Arab Indonesian cuisine (Indonesian: Masakan Arab-Indonesia) is characterized by the mixture of Middle Eastern cuisine with local Indonesian-style cuisine. Arab Indonesians brought their legacy of Arab cuisine—originally from Hadhramaut, Hejaz, Sudan and Egypt—and modified some of the dishes with the addition of Indonesian ingredients. The Arabs arrived in the Nusantara archipelago to trade and spread Islam. In Java, since the 18th century AD, most Arab traders settled on the north coast and diffused with indigenous cultures, thus affecting the local cuisine culture, especially in the use of goat and mutton meat as well as ghee in cooking.

==List of Arab Indonesian foods==
This list also includes Indonesian dishes that has experienced of acculturation or assimilation to Arab cuisine.
===Dishes===
- Asinan nanas, pineapple in spicy and sour sauce.
- Gulai, curry dish whose main ingredients might be poultry, goat meat, beef, mutton, various kinds of offal, fish and seafood, or vegetables such as cassava leaves and unripe jackfruit.
- Hummus, a dip, spread, or savory dish made from cooked, mashed chickpeas blended with tahini, lemon juice, and garlic.
- Bubur harisah, a porridge-like dish.
- Kamir, a round-shaped bread similar to appam, consisting of a flour, butter, and egg mixture.
- Kofta, meatballs or meatloaf of minced or ground meat—usually beef, chicken, or lamb—mixed with spices or onions.
- Manakish, pizza-like flatbread.
- Marak, goat meat dish with pumpkin and chicken meat.
- Murtabak, stuffed pancake or pan-fried bread, sometimes filled with beef and scallions.

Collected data
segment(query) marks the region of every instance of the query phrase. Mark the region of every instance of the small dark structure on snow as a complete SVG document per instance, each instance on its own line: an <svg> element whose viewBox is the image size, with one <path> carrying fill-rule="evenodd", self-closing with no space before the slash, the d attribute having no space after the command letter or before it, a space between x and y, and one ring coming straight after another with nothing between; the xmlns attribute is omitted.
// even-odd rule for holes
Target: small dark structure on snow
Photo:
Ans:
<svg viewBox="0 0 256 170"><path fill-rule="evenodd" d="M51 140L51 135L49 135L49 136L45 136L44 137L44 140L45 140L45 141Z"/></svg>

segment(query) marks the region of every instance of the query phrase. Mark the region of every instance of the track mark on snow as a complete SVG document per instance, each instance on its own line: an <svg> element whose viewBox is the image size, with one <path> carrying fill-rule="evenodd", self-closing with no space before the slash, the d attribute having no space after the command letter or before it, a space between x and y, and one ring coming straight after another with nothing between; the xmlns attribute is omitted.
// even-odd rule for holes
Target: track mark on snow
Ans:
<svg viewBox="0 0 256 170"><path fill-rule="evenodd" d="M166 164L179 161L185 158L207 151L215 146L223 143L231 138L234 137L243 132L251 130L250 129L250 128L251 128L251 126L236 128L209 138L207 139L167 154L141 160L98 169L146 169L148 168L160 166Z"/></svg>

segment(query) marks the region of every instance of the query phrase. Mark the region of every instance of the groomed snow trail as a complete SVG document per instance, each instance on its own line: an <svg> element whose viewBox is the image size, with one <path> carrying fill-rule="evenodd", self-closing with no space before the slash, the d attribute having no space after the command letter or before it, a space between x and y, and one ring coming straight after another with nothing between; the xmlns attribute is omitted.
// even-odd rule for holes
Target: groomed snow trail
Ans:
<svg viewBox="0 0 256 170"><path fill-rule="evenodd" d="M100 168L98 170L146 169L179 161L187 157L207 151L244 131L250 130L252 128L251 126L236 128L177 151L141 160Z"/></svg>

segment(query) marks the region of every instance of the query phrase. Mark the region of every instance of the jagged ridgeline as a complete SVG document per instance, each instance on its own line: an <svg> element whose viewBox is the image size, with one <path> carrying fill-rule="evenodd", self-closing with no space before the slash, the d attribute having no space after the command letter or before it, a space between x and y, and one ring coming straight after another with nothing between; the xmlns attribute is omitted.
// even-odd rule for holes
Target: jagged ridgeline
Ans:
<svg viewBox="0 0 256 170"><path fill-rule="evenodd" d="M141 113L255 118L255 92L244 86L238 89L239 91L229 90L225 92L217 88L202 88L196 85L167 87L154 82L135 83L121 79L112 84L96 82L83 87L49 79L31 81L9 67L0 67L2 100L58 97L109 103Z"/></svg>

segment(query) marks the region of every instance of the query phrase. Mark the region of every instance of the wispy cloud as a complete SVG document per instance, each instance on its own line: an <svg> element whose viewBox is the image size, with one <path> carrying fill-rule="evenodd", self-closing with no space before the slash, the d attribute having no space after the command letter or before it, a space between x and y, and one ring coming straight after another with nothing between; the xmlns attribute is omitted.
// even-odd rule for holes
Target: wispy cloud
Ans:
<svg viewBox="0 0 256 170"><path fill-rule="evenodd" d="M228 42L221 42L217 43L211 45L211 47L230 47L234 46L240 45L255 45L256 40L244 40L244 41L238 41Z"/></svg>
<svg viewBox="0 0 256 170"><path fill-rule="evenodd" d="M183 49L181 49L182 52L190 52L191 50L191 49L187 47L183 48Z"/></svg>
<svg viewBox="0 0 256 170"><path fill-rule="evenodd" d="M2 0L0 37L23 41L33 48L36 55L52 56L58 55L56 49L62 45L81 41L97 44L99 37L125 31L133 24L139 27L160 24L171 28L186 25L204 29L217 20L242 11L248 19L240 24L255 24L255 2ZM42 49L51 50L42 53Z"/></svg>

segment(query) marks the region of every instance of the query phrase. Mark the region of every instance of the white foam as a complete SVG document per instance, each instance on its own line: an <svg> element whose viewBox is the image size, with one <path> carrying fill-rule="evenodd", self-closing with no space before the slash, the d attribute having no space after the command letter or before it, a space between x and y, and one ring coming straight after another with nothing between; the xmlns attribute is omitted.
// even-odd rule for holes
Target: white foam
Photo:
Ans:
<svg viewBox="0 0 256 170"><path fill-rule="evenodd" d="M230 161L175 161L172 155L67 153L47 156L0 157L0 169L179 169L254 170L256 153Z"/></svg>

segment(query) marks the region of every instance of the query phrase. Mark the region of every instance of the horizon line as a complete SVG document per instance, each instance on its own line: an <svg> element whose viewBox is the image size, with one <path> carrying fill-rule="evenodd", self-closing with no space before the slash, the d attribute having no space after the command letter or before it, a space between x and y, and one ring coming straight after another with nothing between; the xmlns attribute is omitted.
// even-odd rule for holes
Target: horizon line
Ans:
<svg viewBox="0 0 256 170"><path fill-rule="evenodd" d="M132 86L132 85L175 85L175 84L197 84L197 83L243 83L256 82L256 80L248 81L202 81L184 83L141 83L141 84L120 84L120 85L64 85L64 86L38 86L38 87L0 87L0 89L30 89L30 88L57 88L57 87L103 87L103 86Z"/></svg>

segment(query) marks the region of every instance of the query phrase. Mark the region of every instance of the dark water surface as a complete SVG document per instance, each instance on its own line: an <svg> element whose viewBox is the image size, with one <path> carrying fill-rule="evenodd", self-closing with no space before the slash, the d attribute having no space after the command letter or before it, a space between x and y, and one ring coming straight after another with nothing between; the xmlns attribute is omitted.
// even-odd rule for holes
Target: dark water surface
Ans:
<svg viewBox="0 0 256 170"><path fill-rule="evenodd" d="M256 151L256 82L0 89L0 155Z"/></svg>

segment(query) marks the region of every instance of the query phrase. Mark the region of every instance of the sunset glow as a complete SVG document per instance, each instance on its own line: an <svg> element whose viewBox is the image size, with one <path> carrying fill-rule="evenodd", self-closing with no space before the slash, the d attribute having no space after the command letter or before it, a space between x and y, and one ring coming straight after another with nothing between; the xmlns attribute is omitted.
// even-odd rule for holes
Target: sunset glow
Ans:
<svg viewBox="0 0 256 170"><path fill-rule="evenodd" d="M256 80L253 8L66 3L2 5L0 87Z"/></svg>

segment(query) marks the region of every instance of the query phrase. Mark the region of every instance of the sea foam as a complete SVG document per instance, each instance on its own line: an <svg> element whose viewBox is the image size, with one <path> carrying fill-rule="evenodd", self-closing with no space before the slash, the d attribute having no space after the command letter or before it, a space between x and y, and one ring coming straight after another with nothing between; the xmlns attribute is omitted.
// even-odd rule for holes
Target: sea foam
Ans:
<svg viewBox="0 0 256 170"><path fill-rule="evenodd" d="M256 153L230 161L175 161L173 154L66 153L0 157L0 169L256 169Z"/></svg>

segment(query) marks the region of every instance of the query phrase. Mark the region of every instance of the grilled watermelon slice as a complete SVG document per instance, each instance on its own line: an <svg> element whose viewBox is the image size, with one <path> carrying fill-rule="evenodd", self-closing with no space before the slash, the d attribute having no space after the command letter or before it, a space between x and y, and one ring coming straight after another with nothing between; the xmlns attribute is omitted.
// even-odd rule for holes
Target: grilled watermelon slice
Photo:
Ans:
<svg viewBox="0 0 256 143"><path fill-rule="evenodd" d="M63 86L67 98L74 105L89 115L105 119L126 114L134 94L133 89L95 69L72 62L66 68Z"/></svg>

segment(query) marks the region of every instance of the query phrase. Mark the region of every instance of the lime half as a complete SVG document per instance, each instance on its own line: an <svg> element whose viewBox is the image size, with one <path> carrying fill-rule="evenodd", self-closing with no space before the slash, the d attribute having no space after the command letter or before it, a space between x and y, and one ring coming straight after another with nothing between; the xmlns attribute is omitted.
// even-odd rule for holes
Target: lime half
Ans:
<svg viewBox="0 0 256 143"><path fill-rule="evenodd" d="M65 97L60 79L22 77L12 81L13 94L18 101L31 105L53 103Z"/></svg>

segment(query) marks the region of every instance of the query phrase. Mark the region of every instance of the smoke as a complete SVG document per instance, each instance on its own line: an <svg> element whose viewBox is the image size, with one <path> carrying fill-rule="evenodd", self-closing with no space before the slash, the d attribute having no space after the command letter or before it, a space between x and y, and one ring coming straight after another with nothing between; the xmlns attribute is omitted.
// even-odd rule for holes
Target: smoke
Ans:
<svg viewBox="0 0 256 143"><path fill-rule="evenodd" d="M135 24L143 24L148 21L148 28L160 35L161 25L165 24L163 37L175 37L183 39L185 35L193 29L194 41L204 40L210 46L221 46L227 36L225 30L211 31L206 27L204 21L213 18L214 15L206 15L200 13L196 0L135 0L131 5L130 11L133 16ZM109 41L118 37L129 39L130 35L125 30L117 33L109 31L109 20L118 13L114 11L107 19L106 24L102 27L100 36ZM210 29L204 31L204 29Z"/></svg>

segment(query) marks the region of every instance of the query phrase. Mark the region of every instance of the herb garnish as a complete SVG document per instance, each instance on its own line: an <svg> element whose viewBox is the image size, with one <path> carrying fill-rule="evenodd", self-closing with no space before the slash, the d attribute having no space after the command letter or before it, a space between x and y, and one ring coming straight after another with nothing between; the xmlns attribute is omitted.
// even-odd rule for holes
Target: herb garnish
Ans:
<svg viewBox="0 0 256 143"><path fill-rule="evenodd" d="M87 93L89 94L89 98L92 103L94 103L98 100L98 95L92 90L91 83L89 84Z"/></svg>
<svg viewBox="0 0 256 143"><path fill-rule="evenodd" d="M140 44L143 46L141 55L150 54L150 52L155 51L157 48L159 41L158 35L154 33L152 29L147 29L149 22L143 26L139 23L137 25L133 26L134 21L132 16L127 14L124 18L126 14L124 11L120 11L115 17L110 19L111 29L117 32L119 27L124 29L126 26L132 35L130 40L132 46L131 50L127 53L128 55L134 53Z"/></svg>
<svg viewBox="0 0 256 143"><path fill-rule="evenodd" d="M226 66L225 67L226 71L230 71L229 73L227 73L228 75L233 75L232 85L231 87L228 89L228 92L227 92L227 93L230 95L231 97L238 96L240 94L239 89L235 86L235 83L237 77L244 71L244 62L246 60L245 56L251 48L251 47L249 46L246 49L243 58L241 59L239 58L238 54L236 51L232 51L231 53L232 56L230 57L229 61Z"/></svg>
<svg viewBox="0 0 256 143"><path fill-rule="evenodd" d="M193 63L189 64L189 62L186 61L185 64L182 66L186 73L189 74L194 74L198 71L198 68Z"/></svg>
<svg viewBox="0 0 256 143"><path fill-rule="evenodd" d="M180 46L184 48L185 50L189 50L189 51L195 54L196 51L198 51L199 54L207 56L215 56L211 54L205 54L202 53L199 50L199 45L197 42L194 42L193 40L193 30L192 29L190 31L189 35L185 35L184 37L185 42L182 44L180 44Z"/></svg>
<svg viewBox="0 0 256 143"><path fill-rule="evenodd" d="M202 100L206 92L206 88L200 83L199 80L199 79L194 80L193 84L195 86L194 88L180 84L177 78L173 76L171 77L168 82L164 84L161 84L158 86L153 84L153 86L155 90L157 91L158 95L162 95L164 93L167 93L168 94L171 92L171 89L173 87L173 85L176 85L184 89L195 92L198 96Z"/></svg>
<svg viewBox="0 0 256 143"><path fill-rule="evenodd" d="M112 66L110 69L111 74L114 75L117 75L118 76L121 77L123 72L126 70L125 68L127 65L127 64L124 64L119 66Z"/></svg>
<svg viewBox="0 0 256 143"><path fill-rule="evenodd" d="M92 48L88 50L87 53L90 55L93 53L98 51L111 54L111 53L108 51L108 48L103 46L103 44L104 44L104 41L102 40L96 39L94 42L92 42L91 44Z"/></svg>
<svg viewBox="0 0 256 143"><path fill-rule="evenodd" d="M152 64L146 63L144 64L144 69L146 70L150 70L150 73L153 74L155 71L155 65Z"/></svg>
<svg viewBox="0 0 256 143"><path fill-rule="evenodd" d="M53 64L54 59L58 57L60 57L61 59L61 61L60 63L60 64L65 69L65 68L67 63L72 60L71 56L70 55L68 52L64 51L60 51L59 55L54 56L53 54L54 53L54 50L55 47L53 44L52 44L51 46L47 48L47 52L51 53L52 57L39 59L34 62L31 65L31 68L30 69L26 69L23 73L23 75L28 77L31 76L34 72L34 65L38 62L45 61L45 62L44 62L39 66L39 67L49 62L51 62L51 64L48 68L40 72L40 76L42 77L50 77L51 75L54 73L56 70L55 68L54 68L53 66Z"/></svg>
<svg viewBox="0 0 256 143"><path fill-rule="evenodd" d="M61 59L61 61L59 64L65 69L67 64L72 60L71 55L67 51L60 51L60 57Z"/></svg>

→ Exercise requirements:
1/ Decide whether each statement agrees with the Arab Indonesian cuisine text, answering yes or no and quoting the words that settle it: (a) Most Arab traders in Java settled on the south coast. (b) Kamir is a round-shaped bread similar to appam. (c) Manakish is a stuffed pancake.
2/ According to the Arab Indonesian cuisine text, where did the Arab cuisine legacy brought by Arab Indonesians originally come from?
3/ Rewrite the part of the Arab Indonesian cuisine text that opens with the words containing "- Kamir, a round-shaped" and closes with "beef and scallions.", replacing "scallions" with "green onions".
The listing has no connection to the Arab Indonesian cuisine text.

→ Exercise responses:
1/
(a) No: "most Arab traders settled on the north coast"
(b) Yes: "Kamir, a round-shaped bread similar to appam"
(c) No: "Manakish, pizza-like flatbread."

2/ Hadhramaut, Hejaz, Sudan and Egypt.

3/
- Kamir, a round-shaped bread similar to appam, consisting of a flour, butter, and egg mixture.
- Kofta, meatballs or meatloaf of minced or ground meat—usually beef, chicken, or lamb—mixed with spices or onions.
- Manakish, pizza-like flatbread.
- Marak, goat meat dish with pumpkin and chicken meat.
- Murtabak, stuffed pancake or pan-fried bread, sometimes filled with beef and green onions.